Report each line of the listing below that holds "sample".

▶ [Data records]
· · · · ·

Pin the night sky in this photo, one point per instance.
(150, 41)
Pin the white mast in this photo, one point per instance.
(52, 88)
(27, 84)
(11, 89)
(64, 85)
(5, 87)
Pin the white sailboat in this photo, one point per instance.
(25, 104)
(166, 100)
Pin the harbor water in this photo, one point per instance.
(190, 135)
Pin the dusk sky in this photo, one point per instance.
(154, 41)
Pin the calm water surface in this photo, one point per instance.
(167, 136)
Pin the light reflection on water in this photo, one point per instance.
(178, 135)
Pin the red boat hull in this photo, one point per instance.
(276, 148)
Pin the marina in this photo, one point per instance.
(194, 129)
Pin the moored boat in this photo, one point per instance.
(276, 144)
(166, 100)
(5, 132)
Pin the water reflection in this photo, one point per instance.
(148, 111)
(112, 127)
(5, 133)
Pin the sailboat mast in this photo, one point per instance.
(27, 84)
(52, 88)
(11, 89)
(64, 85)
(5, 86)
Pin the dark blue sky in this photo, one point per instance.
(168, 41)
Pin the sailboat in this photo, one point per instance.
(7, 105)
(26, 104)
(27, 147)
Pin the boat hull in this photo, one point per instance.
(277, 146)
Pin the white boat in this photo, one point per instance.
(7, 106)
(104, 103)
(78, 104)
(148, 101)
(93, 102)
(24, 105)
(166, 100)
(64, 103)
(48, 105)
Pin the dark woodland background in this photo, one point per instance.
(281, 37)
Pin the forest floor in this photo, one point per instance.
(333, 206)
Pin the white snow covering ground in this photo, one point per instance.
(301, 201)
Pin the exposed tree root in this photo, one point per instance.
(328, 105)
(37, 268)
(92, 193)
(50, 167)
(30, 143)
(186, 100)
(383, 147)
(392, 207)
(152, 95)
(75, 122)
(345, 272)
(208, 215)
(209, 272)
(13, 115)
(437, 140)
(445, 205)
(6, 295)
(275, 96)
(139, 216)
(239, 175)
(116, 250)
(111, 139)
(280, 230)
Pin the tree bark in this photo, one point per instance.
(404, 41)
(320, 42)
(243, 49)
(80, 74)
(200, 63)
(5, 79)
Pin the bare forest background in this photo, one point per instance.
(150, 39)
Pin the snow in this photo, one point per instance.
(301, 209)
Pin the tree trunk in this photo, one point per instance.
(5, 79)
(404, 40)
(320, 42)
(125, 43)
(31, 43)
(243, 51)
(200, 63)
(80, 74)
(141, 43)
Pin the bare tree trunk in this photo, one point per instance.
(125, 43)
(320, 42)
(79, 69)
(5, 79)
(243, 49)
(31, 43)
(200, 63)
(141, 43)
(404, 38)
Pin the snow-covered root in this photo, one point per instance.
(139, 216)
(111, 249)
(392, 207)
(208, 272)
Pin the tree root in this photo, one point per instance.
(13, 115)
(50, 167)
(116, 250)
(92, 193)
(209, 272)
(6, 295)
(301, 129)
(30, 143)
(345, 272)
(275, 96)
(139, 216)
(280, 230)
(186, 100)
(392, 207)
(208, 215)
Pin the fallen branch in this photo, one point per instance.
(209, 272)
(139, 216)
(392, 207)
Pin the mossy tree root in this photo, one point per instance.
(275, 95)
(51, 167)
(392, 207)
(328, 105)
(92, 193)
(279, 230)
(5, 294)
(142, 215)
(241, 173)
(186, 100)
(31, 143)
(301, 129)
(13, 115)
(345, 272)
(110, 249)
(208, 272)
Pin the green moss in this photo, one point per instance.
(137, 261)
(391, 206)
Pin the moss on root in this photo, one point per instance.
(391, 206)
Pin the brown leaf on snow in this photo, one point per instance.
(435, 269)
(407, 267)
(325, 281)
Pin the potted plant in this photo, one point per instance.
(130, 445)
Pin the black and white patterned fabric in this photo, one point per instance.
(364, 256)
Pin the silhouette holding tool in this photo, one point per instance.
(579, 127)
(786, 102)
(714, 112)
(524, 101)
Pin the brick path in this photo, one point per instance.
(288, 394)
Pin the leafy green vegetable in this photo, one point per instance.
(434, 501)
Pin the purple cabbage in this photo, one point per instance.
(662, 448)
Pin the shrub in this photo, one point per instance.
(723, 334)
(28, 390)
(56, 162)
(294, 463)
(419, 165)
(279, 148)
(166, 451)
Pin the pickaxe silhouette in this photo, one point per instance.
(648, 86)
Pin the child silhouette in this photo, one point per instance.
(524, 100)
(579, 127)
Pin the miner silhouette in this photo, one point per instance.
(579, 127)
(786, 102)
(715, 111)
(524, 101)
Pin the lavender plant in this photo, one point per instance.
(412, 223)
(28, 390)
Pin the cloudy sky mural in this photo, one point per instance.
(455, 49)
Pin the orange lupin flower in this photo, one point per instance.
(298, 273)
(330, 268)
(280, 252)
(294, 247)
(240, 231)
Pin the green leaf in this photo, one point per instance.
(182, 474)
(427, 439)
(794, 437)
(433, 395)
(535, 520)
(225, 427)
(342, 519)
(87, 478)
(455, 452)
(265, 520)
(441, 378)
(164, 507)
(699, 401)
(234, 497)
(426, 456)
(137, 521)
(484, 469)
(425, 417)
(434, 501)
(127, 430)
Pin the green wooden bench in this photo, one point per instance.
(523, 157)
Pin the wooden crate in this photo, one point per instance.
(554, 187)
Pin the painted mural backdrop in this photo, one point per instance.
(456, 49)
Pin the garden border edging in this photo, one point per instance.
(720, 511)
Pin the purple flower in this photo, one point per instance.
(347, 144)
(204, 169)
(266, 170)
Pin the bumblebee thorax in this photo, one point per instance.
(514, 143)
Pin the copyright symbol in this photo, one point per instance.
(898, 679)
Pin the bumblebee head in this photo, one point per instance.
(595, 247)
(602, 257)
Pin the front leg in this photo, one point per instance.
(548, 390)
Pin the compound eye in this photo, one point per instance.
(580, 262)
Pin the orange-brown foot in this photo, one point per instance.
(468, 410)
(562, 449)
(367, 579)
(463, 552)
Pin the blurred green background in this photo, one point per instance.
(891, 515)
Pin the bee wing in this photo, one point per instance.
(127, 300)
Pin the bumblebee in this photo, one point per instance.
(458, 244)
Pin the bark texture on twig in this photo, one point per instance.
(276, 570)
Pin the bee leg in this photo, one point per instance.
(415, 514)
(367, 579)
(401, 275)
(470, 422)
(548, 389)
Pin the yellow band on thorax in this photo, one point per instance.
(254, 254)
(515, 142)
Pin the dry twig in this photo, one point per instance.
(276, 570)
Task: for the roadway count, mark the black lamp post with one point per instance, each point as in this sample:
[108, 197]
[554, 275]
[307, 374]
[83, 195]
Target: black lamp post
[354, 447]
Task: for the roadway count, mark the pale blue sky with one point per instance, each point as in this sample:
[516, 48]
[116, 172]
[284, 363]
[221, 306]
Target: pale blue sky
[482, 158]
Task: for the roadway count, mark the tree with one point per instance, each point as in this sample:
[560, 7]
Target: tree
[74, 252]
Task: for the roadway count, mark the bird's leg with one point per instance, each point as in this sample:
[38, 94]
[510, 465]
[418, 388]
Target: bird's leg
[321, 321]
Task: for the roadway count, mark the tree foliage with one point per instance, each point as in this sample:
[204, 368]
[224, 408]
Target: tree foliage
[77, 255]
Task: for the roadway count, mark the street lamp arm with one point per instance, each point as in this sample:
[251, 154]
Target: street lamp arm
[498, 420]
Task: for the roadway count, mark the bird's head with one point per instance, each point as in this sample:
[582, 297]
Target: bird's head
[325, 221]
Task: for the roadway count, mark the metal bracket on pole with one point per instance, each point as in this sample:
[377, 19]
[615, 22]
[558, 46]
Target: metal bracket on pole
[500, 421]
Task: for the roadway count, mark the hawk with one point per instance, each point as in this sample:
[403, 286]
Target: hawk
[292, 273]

· · · · ·

▶ [Final answer]
Task: for the roadway count, mark the black lamp post with one point per instance, each point as in this sample:
Task: for the roadway count, mark the pale blue sky with one point per instance, each point as in this sample:
Task: for the roadway count, mark the tree with one point per instance, each point as in this sample:
Task: for the roadway count, mark the bird's leg with one point per instance, each point as in this sample:
Task: for the roadway count, mark the tree foliage with one point per instance, each point as in this sample:
Task: for the roadway count, mark the street lamp arm with one point per instance, each point as in this sample:
Task: for the roadway count, mark the bird's head with one point per instance, each point as in this sample:
Task: for the roadway count, mark the metal bracket on pole with one point per instance, each point as in this sample:
Task: for the roadway count, mark the hawk with one point per instance, each point as in this sample:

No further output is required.